## Task requirements
Transcribe, word for word, the line containing "indicate the man's ear, one dot per instance" and each line following it through the end of the listing below. Omit all other lines.

--- BEGIN ---

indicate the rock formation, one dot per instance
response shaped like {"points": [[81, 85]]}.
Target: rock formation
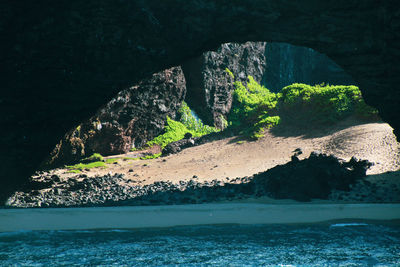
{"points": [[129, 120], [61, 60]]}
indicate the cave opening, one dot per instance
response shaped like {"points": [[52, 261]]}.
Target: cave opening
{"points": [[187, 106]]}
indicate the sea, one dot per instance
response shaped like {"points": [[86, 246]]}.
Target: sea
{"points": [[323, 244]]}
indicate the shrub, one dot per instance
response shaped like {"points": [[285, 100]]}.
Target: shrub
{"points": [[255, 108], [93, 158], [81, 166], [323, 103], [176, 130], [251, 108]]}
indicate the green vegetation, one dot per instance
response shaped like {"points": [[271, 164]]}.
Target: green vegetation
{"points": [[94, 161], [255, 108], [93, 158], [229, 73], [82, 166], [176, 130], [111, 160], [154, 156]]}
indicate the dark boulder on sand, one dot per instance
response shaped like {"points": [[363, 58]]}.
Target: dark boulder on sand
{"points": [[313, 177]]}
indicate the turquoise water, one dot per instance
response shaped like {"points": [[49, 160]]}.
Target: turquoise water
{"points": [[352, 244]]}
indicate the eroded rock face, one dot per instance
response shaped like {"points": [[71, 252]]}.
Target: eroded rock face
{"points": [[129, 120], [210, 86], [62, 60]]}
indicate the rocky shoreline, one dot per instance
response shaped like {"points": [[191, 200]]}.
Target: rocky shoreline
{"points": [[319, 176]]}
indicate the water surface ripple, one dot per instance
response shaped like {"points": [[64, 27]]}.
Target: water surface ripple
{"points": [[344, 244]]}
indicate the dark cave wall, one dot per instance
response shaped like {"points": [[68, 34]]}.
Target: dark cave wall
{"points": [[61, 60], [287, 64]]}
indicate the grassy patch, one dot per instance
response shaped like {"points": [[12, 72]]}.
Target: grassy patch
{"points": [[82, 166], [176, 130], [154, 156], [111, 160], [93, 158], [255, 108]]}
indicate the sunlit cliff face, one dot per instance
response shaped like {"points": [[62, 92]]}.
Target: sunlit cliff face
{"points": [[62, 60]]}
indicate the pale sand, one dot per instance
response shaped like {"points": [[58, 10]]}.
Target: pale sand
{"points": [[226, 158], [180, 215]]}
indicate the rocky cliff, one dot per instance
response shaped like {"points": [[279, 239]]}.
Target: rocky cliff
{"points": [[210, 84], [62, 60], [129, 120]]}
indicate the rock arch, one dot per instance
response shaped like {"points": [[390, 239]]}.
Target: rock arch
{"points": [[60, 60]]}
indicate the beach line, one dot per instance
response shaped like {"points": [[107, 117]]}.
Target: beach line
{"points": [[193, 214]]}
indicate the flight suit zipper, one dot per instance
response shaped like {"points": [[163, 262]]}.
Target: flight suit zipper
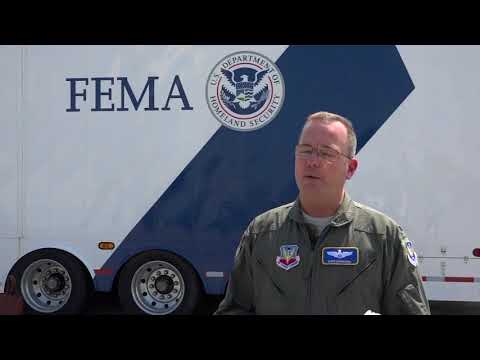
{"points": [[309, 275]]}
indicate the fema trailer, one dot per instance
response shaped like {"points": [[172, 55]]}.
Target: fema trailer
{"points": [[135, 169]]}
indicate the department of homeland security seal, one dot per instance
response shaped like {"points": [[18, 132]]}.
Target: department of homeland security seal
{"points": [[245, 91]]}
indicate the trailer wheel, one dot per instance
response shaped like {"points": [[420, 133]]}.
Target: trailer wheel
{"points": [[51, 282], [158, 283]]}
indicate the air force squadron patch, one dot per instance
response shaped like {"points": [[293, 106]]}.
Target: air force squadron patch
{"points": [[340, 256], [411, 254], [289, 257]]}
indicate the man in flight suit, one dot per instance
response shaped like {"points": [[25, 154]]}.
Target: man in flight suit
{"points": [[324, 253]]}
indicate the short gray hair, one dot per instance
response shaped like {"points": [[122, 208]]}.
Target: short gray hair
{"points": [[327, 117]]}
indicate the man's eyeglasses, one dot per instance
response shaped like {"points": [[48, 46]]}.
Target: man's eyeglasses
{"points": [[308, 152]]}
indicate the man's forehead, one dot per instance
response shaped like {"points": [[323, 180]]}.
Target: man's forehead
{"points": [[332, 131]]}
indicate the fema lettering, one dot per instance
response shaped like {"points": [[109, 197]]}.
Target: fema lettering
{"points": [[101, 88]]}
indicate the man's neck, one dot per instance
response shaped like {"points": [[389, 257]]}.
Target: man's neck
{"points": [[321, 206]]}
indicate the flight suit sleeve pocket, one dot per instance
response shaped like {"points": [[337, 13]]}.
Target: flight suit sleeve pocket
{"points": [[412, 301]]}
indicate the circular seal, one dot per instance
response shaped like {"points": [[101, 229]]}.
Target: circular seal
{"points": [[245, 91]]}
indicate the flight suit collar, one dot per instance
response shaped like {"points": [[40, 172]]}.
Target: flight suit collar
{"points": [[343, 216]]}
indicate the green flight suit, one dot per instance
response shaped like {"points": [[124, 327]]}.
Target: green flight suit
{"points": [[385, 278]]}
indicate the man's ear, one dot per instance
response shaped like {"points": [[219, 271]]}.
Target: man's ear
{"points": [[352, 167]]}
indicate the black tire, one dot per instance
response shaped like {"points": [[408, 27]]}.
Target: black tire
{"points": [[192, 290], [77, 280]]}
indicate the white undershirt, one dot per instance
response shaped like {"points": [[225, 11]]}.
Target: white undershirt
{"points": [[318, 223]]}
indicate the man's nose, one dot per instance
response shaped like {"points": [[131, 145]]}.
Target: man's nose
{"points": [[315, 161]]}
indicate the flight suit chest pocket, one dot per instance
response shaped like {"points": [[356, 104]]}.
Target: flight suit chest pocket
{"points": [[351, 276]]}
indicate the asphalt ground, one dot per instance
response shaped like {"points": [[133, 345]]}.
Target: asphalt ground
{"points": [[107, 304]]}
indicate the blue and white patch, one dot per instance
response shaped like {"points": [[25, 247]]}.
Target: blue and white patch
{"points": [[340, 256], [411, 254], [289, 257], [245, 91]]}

--- END ---

## Solution to the exercise
indicate the man's ear, one dot per instance
response shaped like {"points": [[219, 271]]}.
Target: man's ear
{"points": [[352, 167]]}
indicate the black tire, one dot per instance
response shaped like {"points": [[408, 27]]}.
Target: black tire
{"points": [[192, 290], [77, 280]]}
indicate the white undershirt, one dot per instance
response shaped like {"points": [[225, 11]]}.
Target: white undershirt
{"points": [[318, 223]]}
indicate the man's nose, one dot per instance
response shaped like {"points": [[131, 145]]}.
Target: man's nose
{"points": [[315, 161]]}
indicate the flight suit chest pocket, one dot per instance
response shaped like {"points": [[356, 104]]}.
Target: flight suit chest pocket
{"points": [[351, 276]]}
indicate the asphalt ground, one dot per instance
response shaped like {"points": [[133, 345]]}.
Target: asphalt ground
{"points": [[107, 304]]}
indicate the blue and white patch, one dot per instance
response shaped like {"points": [[25, 247]]}.
Target: blue and white patch
{"points": [[340, 256], [411, 254], [289, 257], [245, 91]]}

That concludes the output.